TASK REQUIREMENTS:
Write the next part of the lease-purchase rent text below, continuing after its last sentence.

DOCUMENT EXTRACT:
## Begin
And now for the terms...


The rent price is one of the primary terms in a lease purchase. As for what the rental amount actually is, there are many factors that can influence a seller to set a certain amount. These factors may include, but by no means limited to, Fair Market Rent, rental comps, repairs a property may need, mortgage amount (if any) and/or a monthly purchase option premium. Below is information on these factors.

Fair Market Rent (FMR) - Fair Market Rent comes from a documentation system compiled annually by HUD for every city or town in the United States. These figures should not be taken as an exact amount but instead as "ballpark" figures of rent for a particular area. For the FMR Documentation System Summary, go here.

Rental Comps - These are the actual rental amounts that various properties are on the market for and together comprise the "ballpark" rent range. It is difficult to determine an exact rent range based on FMR from rental comps for lease with purchase option properties because of such wide variations in property characteristics but taking into account the types of properties that most tenant-buyers are interested in and can afford (single family/non-condo/non 55+/lower Fair Market Value), this "ballpark" range generally falls between 80 percent of a given FMR to $1,000 greater than the FMR for a property in a given area and number of bedrooms. Some condos, 55+ properties and most properties high end properties have rents greater than $1,000 over FMR. It is also important to note that properties with rents in the lowest end of the rent range tend to be harder to find for the simple reason that good deals don't last long.

Lastly, a note about multi-family properties. While some multi-family houses are available for lease with purchase option, generally the rental amount listed is for only one of the units and not all of them. It is a common misconception that the rent listed in these cases is for all of the units. Furthermore, in the case of multi-family sandwich lease with purchase options (see below for more information), if some of the units are occupied, the tenant-buyer would not have control over them. Also, if the tenant-buyer wishes to lease more than one unit to either live in one and sublet the others or sublet all of the unoccupied leased units, the seller may agree to a lower overall rent. For example, for a 3-family multi-family property with all units vacant which may rent for $800 each, the seller may agree to an overall rent of $2,000 (all 3 units). Also, upon purchasing, any tenants not subletting from the sandwich lease with purchase option tenant-buyer would have their leases transferred over to the new landlord (e.g. the sandwich lease with purchase option tenant-buyer after exercising option to purchase) in much the same way as in the sale of an apartment building for example. Finally, in these cases, while there may be a reduced overall rent and/or lower purchase option premium (see below for more information), often the seller may ask for multiple months rent up front.
## End
DATA SHOWN:
## Begin
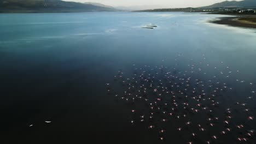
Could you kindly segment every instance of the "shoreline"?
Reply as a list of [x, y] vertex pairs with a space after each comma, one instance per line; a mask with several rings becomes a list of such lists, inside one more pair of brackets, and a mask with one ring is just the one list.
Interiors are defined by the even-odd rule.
## End
TASK ANSWER:
Repairs - If a property needs work, the rent could be lower than if totally fixed up. In addition, it is possible to get what is known as an 'improvement credit'. See below for more information on that. However, a property that needs work is an investment property. In a lease with purchase option, an 'as-is' property like this might not approve for a mortgage and might not be up to rental code. That being said, these are best for investors for rehab and then once up to code, rent or sell (either outright or through a lease with purchase option).

Fair Market Rent (FMR) - Fair Market Rent comes from a documentation system compiled annually by HUD for every city or town in the United States. These figures should not be taken as an exact amount but instead as "ballpark" figures of rent for a particular area. For the FMR Documentation System Summary, go here.

Mortgage Amount - Sometimes, the rent for a property is not based on FMR or rent comps but instead on the monthly mortgage payment of the seller. While the fact that a seller's property is mortgaged is inconsequential by itself, there have been cases in lease with purchase option arrangements where the tenant-buyer is paying all rent on time yet the mortgage still becomes delinquent and the property subsequently foreclosed and the tenant-buyer evicted. In these cases, the mortgage becomes delinquent because the landlord does not pay the mortgage (this is known as a "deadbeat landlord"). However, we can help. We have a program which prevents this from happening. What we can do is refer you to a rent escrow company which, for a small fee, will pay such mortgage and possibly other costs which the rent payment would normally cover thus preventing such a foreclosure/eviction scenario from ocurring. CONTACT US for more information regarding the [rent escrow] tenant-buyer assurance program.

Purchase Option Premium - A purchase option premium is any funds paid towards the option rights on the property. A purchase option premium can be an up-front, monthly, annual and/or other arrangement. When it is included in monthly rent, the original lease price is raised. For example, 1 year lease, $8,000 rent premium, $1,600 rent. Tenant-Buyer only has $5,600 up-front for the rent premium but has enough income to afford $1,800/month rent. $200/month would then add to the $5,600 and in 1 year, the entire $8,000 would be paid.


The purchase price is one of the primary terms in a lease with purchase option. The purchase option premium is generally applied to the purchase price as a price reduction but if the option to purchase is not exercised by the end of the lease/option term (the option 'expiration date'), then any beforehand purchase and sale agreement is considered to be in default and all said funds are forfeited and become in essence, additional rental income for the seller. Thus, these funds are generally non-refundable beginning on the first day of the lease/option term. Note that there is a possible way for purchase option premium to be refundable - see the section on Purchase Option Premium below. Also note, that in some cases, there may be seller concessions (credits) which credits as cash back at closing for closing costs. See below for more information on these credits.

All of the possible scenarios in this section would be specified in the various agreements either during negotiations and/or on the agreements themselves.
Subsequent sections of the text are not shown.